• PROBLEMS TO SOLVE:
**A.** According to the news article about the shotgun delivered in Ottawa, what explanation did Canada Post offer for the mixup?
**B.** Continue the news article about the shotgun delivered to an 11-year-old in Ottawa, starting after its last paragraph.

• SELECTED PASSAGE:
· · · ·

Ottawa mom shocked to discover Canada Post delivered shotgun to 11-year-old son

By News Staff

An Ottawa woman says she was surprised to discover a 12-gauge shotgun delivered into the hands of her 11-year-old son during a postal mixup.

Dawna – whose last name we’re withholding for her privacy – says she was working from home and unable to answer the door when Canada Post showed up with a delivery. After her son received the package from the postal carrier, she was shocked to see the contents in the box.

“Mom, you’ve got to see this! There’s a gun!” he said.

“Someone can order a weapon online, that’s one thing,” said Dawna, who admits she is not anti-gun. “But that there’s no verification that it’s the same person who ordered the weapon is actually receiving it? That to me is concerning.”

Dawna says after notifying Canada Post, they came back to pick up the package the next morning, offering only an apology and an explanation that the label likely fell off her package and came to be on the gun package by mistake. She says she is stunned that a package that clearly indicates it requires an adult’s signature could just be handed to a child, especially when it states on Canada Post’s website that proof of age is required when shipping firearms.

· · · ·

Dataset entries
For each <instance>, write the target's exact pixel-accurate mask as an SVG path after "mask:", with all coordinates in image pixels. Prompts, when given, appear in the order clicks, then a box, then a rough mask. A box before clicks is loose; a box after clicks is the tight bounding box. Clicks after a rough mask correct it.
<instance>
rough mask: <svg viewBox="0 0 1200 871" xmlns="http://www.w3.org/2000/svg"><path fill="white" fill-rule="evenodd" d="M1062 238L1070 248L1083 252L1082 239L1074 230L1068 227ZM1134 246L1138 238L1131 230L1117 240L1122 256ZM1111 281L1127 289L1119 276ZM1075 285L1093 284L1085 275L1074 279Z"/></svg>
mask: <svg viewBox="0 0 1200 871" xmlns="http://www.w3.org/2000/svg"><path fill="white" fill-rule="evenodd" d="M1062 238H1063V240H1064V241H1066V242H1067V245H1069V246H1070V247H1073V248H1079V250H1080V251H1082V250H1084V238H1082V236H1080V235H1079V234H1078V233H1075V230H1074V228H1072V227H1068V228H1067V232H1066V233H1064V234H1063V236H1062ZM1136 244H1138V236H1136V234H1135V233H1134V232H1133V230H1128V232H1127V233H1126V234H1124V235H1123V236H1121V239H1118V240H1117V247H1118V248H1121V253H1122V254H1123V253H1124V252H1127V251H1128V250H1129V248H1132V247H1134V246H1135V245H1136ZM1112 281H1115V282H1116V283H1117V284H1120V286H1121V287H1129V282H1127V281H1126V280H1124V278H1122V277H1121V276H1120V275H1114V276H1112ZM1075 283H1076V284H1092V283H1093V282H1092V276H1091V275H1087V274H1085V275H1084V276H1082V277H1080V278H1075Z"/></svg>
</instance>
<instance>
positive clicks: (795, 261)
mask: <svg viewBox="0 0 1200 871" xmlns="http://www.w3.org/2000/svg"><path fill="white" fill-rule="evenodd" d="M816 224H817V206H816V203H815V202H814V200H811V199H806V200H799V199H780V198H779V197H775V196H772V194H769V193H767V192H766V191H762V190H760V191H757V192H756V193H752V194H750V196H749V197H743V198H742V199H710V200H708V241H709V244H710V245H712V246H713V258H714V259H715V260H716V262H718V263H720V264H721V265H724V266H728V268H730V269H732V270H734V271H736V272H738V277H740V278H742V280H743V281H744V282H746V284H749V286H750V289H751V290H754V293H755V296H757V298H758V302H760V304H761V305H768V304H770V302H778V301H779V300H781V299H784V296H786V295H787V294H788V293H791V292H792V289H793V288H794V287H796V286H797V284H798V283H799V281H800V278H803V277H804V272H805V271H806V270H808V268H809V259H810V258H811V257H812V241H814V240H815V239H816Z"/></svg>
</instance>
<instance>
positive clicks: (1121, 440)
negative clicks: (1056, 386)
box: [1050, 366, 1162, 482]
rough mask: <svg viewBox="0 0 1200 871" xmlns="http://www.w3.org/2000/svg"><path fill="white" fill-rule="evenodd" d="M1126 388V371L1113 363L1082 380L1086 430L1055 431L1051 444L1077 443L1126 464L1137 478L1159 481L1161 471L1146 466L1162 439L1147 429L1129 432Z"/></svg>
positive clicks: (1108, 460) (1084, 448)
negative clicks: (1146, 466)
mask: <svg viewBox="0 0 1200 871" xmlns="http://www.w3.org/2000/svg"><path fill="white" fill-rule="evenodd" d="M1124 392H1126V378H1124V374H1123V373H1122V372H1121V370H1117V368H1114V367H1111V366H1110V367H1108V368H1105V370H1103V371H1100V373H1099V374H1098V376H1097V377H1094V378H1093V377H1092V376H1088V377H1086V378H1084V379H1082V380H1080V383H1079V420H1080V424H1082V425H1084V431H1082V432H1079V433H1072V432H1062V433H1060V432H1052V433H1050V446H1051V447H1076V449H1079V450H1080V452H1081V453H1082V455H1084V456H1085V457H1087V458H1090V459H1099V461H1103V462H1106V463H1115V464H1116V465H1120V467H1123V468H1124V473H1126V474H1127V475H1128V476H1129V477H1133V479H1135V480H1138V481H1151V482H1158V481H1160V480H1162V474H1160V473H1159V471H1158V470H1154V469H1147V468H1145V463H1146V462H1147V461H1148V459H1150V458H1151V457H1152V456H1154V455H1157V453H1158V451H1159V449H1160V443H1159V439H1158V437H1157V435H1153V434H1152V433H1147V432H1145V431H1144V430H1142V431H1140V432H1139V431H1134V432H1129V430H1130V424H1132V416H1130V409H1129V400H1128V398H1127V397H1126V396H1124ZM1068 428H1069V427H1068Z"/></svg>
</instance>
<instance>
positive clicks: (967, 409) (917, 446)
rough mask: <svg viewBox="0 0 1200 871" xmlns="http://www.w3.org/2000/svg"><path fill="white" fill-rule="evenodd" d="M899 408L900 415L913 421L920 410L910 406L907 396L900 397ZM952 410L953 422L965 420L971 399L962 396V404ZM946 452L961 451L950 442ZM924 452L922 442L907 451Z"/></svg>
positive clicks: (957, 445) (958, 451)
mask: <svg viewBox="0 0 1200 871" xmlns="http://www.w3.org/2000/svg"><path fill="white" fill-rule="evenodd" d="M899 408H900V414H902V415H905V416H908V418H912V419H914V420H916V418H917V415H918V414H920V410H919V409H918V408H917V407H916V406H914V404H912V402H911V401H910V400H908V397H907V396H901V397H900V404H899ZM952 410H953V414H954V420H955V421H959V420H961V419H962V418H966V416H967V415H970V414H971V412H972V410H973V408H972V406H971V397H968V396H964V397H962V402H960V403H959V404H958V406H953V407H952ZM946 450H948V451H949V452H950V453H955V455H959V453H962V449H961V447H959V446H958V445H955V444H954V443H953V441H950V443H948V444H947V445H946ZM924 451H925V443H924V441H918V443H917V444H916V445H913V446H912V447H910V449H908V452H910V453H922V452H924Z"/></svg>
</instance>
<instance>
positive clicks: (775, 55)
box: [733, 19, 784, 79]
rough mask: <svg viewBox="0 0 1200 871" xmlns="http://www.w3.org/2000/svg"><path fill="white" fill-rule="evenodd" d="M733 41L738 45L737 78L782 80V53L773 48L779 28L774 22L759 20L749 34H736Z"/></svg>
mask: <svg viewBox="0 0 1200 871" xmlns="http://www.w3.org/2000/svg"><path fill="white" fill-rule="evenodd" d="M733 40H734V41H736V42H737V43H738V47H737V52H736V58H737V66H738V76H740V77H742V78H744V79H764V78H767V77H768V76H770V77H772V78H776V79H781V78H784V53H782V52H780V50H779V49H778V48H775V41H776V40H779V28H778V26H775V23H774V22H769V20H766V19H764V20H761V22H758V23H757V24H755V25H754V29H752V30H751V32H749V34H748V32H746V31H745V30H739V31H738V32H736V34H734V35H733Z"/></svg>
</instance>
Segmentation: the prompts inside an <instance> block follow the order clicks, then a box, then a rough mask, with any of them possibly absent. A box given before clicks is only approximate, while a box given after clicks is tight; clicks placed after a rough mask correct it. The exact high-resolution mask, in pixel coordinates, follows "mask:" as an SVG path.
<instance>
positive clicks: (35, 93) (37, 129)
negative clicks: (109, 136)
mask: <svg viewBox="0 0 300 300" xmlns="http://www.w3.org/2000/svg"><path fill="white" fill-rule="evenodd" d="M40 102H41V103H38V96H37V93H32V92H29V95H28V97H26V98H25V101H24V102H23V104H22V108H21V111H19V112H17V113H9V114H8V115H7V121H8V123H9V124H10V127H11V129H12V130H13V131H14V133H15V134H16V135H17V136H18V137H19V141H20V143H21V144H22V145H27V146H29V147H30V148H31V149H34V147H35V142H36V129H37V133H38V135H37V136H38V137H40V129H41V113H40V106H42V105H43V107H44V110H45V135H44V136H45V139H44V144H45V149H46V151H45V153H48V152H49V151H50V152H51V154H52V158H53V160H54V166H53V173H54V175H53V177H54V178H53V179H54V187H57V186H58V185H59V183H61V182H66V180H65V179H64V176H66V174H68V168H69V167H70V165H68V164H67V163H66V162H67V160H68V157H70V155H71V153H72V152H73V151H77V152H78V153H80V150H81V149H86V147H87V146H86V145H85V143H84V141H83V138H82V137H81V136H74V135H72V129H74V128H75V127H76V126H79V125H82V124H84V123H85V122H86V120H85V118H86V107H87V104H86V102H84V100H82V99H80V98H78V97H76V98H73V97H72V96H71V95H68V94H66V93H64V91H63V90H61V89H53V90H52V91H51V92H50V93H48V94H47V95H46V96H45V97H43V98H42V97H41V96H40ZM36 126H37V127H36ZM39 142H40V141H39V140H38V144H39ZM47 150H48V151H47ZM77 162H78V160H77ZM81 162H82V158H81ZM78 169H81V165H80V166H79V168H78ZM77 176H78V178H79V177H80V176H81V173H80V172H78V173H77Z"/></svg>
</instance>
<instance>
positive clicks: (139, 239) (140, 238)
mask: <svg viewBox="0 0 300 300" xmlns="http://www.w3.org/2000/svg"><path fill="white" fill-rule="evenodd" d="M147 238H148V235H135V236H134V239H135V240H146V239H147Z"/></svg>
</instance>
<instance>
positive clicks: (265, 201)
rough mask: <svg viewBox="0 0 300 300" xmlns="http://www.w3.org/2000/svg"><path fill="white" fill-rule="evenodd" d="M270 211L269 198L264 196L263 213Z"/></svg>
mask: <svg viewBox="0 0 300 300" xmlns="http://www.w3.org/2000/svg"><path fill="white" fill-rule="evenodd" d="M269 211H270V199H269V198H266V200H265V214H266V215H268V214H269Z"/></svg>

· · · ·

• ANSWERS BY ITEM:
**A.** Canada Post said the label had likely fallen off her package and ended up on the gun package by mistake.

**B.**
“It said signature 18-plus, but nobody asked,” she told CityNews. “The person asked for an adult, but didn’t wait. My son said ‘there’s no adult who can come to the door right now,’ and so she gave him the box. When I see something like this, it makes me worried this could have gone really wrong.”

“And it’s probably not an isolated incident, if the reaction I get when I complain about it is ‘you know, these things happen’.”

In a statement to CityNews, Canada Post says that at some point during the delivery process “a loose shipping label got affixed to another parcel.”

“Our employee delivered the item following the instructions on that shipping label, which did not require Proof of Age,” read the statement – even though the package containing the gun clearly indicated it needed an adult’s signature.


After learning that the boy was feeling guilty about the incident, Canada Post sent him a care package, along with a letter letting him know that he did nothing wrong.